--- Task to carry out ---
Transcribe the listing that follows in full, omitting pictures.

--- Items ---
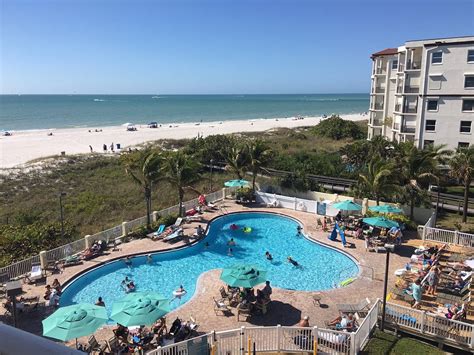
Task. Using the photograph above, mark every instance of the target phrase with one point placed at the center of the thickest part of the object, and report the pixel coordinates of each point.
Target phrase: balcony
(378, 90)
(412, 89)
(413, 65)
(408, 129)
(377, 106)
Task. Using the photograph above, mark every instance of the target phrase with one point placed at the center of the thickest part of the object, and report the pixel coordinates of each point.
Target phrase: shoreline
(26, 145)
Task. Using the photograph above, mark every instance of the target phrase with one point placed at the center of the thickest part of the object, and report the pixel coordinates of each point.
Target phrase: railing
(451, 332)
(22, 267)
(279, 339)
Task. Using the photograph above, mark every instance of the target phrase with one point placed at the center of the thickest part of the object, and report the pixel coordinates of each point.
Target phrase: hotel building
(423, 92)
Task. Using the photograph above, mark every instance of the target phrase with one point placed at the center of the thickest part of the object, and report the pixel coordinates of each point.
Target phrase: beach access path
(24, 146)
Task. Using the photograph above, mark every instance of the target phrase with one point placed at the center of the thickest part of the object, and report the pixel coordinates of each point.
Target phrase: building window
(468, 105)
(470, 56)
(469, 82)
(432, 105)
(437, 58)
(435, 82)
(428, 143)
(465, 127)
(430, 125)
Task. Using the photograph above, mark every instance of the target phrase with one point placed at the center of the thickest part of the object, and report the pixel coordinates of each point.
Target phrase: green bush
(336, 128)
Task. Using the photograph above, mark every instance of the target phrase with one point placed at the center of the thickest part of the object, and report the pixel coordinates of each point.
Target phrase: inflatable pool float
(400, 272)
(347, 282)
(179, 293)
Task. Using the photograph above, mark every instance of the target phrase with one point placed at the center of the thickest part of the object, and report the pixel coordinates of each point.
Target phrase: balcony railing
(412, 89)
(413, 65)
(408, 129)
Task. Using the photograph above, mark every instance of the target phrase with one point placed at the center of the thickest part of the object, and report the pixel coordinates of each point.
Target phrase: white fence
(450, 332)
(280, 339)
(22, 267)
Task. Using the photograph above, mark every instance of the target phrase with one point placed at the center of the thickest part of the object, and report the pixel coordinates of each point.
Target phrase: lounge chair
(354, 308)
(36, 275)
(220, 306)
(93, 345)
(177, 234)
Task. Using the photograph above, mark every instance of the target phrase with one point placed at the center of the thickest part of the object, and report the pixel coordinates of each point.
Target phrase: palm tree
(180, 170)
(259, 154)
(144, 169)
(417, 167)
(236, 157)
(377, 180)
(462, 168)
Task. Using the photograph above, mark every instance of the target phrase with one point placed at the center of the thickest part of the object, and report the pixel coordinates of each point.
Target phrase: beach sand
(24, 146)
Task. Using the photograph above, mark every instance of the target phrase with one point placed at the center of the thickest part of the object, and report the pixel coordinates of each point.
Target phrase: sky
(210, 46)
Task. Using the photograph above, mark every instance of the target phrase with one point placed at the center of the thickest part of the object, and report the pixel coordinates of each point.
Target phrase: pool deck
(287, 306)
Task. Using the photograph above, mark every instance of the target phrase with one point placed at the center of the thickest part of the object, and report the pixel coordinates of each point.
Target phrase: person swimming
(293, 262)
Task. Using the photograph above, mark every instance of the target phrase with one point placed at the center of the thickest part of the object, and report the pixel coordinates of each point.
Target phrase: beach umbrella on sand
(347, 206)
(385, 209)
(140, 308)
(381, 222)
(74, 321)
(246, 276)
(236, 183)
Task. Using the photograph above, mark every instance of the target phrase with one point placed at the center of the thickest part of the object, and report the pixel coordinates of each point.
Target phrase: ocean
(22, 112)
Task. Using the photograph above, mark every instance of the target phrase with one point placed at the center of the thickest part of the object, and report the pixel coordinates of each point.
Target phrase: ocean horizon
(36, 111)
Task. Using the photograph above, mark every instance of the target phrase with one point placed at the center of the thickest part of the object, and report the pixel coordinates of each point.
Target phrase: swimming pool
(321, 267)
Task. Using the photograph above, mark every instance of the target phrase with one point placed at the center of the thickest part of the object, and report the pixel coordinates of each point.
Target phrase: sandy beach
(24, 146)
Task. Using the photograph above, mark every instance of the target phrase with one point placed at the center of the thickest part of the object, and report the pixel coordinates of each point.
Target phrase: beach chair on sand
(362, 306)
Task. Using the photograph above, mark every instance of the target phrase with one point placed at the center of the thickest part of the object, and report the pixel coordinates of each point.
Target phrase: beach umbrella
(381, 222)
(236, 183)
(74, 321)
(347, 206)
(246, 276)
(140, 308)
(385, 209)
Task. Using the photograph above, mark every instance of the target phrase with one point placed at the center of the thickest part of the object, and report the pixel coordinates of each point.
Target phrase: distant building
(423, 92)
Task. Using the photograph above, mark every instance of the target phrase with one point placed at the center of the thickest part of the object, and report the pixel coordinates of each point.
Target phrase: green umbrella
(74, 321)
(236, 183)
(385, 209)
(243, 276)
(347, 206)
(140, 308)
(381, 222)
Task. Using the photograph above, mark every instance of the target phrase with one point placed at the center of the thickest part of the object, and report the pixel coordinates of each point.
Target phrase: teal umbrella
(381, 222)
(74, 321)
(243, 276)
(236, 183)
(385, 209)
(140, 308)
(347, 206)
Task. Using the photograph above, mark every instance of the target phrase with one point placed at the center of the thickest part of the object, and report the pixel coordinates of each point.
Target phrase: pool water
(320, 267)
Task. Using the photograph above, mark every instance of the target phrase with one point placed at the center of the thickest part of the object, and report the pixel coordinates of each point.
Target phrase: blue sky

--- Solution ---
Task. Using the photograph above, mark every instance of the target phrase with one point placed at the center of the thickest part of the object, and report the pixel coordinates of each point.
Target phrase: balcony
(378, 90)
(412, 89)
(413, 65)
(408, 129)
(377, 106)
Task. Using the photograph above, mark every instance of the target phrase with one point placed at the center of the thickest part of the object, and report the pixel coordinates of each point.
Target phrase: shoreline
(26, 145)
Task. Using the photograph above, mark every instance of the target phrase with one point placed at the center of the thickest part of the object, and report the pixel coordinates of each point.
Target phrase: railing
(451, 332)
(22, 267)
(279, 339)
Task. Using the photograph above, mark every instance of the target phrase with one point placed at the center of the thickest part of the object, and report the pixel coordinates of each point.
Target phrase: hotel building
(423, 92)
Task. Using the photograph above, mark every instance of the target phrase with one point placed at the center of the thickest part of the object, and report the pixel coordinates of each point.
Target phrase: beach access path
(24, 146)
Task. Using the photograph above, mark every instance of the target phrase with one point placed at the center of the thickest part of the object, and report the pixel coordinates of each point.
Target phrase: building window
(468, 105)
(470, 56)
(469, 82)
(432, 105)
(437, 58)
(435, 82)
(428, 143)
(465, 127)
(430, 125)
Task. Using the photograph above, mark every instance of the target phrase with one point placed at the center of the thickest part of the object, and report the pixel coordinates of each point.
Target phrase: green bush
(336, 128)
Task. Using the photograph above, mark every instance of the target phrase with one point placed at the center of the thickest part of the object, and report the pixel coordinates of each point.
Target phrase: inflatable pool float
(400, 272)
(347, 282)
(179, 293)
Task. Using the photograph above, mark every instance of the target phrase with one point placed at the center of the thickest part of the object, and report the pixel coordinates of each point.
Target phrase: balcony railing
(412, 89)
(413, 65)
(408, 129)
Task. Using the photograph above, mark every instance of the target phrase with one point placed at the center of the thickest part of the object, and report the pixel coordinates of each point.
Target phrase: white fence
(450, 332)
(280, 339)
(22, 267)
Task. Using the photograph above, mark every instance of the target phrase with one point placed at the center of the thickest part of the object, and report the pixel coordinates of each point.
Target phrase: lounge chair
(354, 308)
(36, 275)
(220, 306)
(93, 345)
(177, 234)
Task. Using the photograph above, mark every instance of the target phrase with one point placed at the center of the thickest part of the object, and report the pixel coordinates of each point.
Target phrase: palm tree
(180, 170)
(259, 154)
(144, 169)
(417, 167)
(236, 157)
(377, 180)
(462, 168)
Task. Using the photograph above, mark every instance of the target phrase with one point placed at the center of the thickest part of the object, and report the pixel coordinates of each point.
Target phrase: beach sand
(24, 146)
Task. Using the photograph above, mark every instance of the target phrase with one point placed at the center of the thickest part of the object, and report the pixel coordinates of each point.
Target phrase: sky
(210, 46)
Task. Using the photograph above, mark every instance of the target phrase with one point placed at the center of the thickest part of the object, and report the pixel coordinates of each point.
Target phrase: pool deck
(287, 306)
Task. Using the photograph above, mark every instance of the target phrase with one point placed at the center of the thickest part of the object, and report the pixel coordinates of each point.
Target phrase: person swimming
(293, 262)
Task. Using the photograph above, mark every instance of the target phrase with one point placed at the center of the thickest part of the object, and report the pixel coordinates of each point.
Target phrase: beach umbrella on sand
(347, 206)
(385, 209)
(140, 308)
(381, 222)
(74, 321)
(246, 276)
(236, 183)
Task. Using the photograph above, mark every instance of the target phrase with one point placed at the center of the thickest part of the object, and report the pixel coordinates of each point.
Target phrase: ocean
(22, 112)
Task. Using the photograph above, mark every instance of the target phrase with one point placed at the center of the thickest part of the object, and report the pixel coordinates of each point.
Target phrase: ocean horizon
(36, 111)
Task. Using the photograph above, mark every instance of the target phrase with one point placed at the center of the thickest part of the object, and report the pixel coordinates of each point.
Target phrase: swimming pool
(321, 267)
Task. Using the photograph above, mark every instance of the target phrase with one point placed at the center of the thickest part of the object, and report the pixel coordinates of each point.
Target phrase: sandy beach
(24, 146)
Task. Using the photograph above, mark every instance of the target phrase with one point placed at the center of the thickest part of the object, and report the pixel coordinates of each point.
Target phrase: beach chair on sand
(362, 306)
Task. Using the photograph above, mark every instance of the target phrase with one point placed at the center of the thickest part of the object, and report the pixel coordinates of each point.
Target phrase: beach umbrella
(381, 222)
(236, 183)
(74, 321)
(347, 206)
(246, 276)
(140, 308)
(385, 209)
Task. Using the photograph above, mark every instance of the target phrase with one point placed at the center of the thickest part of the object, and report the pixel coordinates of each point.
Target phrase: distant building
(423, 92)
Task. Using the photograph above, mark every instance of the target phrase with one point placed at the center of the thickest part of the object, and report the pixel coordinates of each point.
Target phrase: green umbrella
(74, 321)
(236, 183)
(385, 209)
(243, 276)
(347, 206)
(140, 308)
(381, 222)
Task. Using the photograph above, mark every instance of the target phrase with one point placed at the center of the thickest part of the object, and report the pixel coordinates of each point.
Target phrase: teal umbrella
(381, 222)
(74, 321)
(243, 276)
(236, 183)
(385, 209)
(140, 308)
(347, 206)
Task. Using the photograph above, mark every instance of the target phrase with one point placed at the center of the thickest part of the object, and report the pixel coordinates of each point.
Target phrase: pool water
(320, 267)
Task. Using the photograph above, mark every instance of the target phrase with one point placed at the center of the thickest part of the object, and report the pixel coordinates of each point.
Target phrase: blue sky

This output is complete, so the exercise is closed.